Französische Oper in Deutschland?

Die Ouvertüre zur Orchestersuite No.3 ist übrigens eine leicht modifizierte Kopie von Delalandes "Premier Caprice" aus den Symphonies pour les Soupers du Roi.
Ich glaube die habe ich auch (in der Einspielung von St. Martin in the Fields unter Leitung von Sir Neville Marriner) "vor Ohren".

Das heißt aber auch man ließ früher die Opern außen vor? Denn dann wäre ja Händels ital. Ader noch besser zu Tage getreten.


Man kann ja auch dann sozusagen von französischer Oper in Deutschland sprechen wo, wie bei meinem Beispiel von Hilverding, einiges umgearbeitet wurde, dass es für die Anlässe passte.
 
Man hat Händel vor allem mit seinen späten Oratorien identifiziert, ich glaube die ersten zaghaften (und furchtbaren) Versuche Händels Opern aufzuführen stammen aus den 60er Jahren.

Man hat da oft die Titelpartie für einen Baryton bzw. Tenor umgeschrieben und das Dacapo bei den meisten Arien gestrichen, Rezitative bzw. die ganzen Opern gekürzt.

Man hat sich da aber meist nur an Giulio Cesare vergangen, die Alcina mit der Sutherland ist weitesgehend vollständig.
Aber soweit ich weiß, wurden alle anderen Opern erst ab den späten 70er Jahren ausgegraben, der Händel Opern Boom setze erst Mitte der 90er Jahre ein.
 
Und ein Werk das noch einige Jahre früher entstand "Zemire et Azor" (1771) - ebenfalls ein orientalisches Sujet, war vor allem auch in Wien sehr beliebt.
Das Werk scheint von allen Werken Gretrys das in Europa am häufigsten gespielte zu sein.
Dieses Werk wurde auch nachweislich am Dessauer Hoftheater am 31.07.1795 gespielt, scheint also eine längere Wirkung gehabt zu haben.

Neben Grétry wurden auch d'Alayracs (1753-1809) Opern "Die Wilden" - "Azémia ou les Sauvages" (1786) - und "Rudolf von Creki" -
"Raoul, sire de Créqui" (1789) - am 05.09.1794 bzw. 26.07.1795 gegeben. In der Ouverture von "Les Sauvages" von d'Alayrac taucht auch das Motiv des berühmten Tanzes aus dem letzten Entrée "Les Sauvages" (1736) aus Rameaus Oper "Les Indes Galantes" auf.

Übungsaufgabe 1:
Bearbeite die Zeilen der Datenauflistung von der Zeile mit "[point] every instance of the bird's outstretched" bis einschließlich der letzten Zeile, indem du "tall grass" durch "dense grass" ersetzt und alles andere unverändert lässt. Gib nur diese Zeilen aus.
Der Textauszug und die Zeilen haben nichts miteinander zu tun.

Datenauflistung:

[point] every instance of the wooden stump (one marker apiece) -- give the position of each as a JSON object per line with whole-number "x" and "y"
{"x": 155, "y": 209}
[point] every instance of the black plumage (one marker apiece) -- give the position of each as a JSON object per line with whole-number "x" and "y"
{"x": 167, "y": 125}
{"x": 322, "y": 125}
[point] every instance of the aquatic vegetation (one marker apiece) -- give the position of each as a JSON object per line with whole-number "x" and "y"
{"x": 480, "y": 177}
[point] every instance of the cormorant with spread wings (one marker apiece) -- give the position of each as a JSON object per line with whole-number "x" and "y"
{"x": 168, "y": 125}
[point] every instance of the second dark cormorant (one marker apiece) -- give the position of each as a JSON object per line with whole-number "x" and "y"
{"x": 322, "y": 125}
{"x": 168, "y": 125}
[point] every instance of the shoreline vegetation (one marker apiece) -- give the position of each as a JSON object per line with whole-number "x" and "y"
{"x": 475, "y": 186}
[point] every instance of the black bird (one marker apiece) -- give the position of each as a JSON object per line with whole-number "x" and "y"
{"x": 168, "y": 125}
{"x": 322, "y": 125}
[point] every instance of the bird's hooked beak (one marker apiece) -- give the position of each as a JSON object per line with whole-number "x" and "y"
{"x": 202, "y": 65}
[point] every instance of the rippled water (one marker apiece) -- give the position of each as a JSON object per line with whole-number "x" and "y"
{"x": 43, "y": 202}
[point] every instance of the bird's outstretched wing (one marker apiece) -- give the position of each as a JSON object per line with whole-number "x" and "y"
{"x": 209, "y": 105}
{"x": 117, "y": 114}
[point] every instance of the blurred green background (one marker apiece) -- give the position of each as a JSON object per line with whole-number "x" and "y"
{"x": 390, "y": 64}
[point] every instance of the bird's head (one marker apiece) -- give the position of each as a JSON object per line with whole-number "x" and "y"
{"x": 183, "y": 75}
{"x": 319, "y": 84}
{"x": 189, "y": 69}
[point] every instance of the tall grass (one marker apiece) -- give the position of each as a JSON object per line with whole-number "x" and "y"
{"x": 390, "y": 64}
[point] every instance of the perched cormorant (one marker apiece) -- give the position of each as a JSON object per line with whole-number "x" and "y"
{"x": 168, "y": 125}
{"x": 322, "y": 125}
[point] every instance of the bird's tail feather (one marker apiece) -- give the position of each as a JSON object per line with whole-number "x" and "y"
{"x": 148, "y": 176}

Übungsaufgabe 2:
An welchem Datum wurde "Zemire et Azor" laut dem Textauszug am Dessauer Hoftheater gespielt?

Schriftliche Antwort 1:
[point] every instance of the bird's outstretched wing (one marker apiece) -- give the position of each as a JSON object per line with whole-number "x" and "y"
{"x": 209, "y": 105}
{"x": 117, "y": 114}
[point] every instance of the blurred green background (one marker apiece) -- give the position of each as a JSON object per line with whole-number "x" and "y"
{"x": 390, "y": 64}
[point] every instance of the bird's head (one marker apiece) -- give the position of each as a JSON object per line with whole-number "x" and "y"
{"x": 183, "y": 75}
{"x": 319, "y": 84}
{"x": 189, "y": 69}
[point] every instance of the dense grass (one marker apiece) -- give the position of each as a JSON object per line with whole-number "x" and "y"
{"x": 390, "y": 64}
[point] every instance of the perched cormorant (one marker apiece) -- give the position of each as a JSON object per line with whole-number "x" and "y"
{"x": 168, "y": 125}
{"x": 322, "y": 125}
[point] every instance of the bird's tail feather (one marker apiece) -- give the position of each as a JSON object per line with whole-number "x" and "y"
{"x": 148, "y": 176}

Schriftliche Antwort 2:
Am 31.07.1795.